Stored items from a collection
※

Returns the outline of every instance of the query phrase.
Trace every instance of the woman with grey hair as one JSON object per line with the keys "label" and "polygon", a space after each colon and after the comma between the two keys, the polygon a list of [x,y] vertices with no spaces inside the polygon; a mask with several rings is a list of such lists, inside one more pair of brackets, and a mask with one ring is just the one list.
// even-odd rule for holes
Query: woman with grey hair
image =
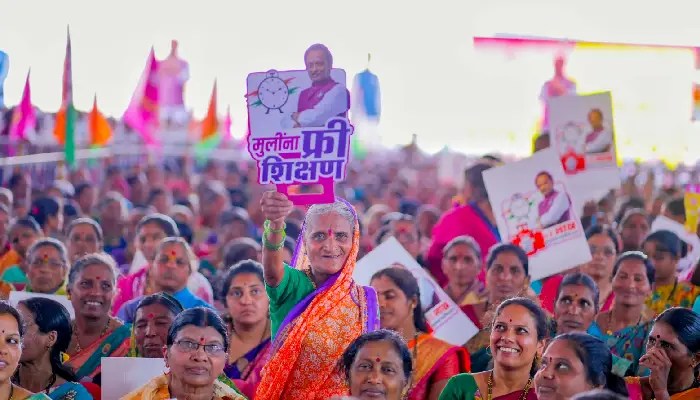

※

• **PROBLEM**
A faithful reproduction of every entry, with no pictures, is the expected answer.

• **RESPONSE TO THE EXERCISE**
Returns the outline of every instance of the query phrase.
Trace every instance of the woman with grey hair as one JSON object per line with the keys "label" and "polygon", a space after each colon and after the comma between the two keys, the polygon a list of [x,y] vertices with no spaces inside the polygon; a mask with several rings is a list of such lists, inside one more pair of brackets, and a mask with one ring is just the one list.
// even-odd rule for holes
Query: woman with grey hair
image =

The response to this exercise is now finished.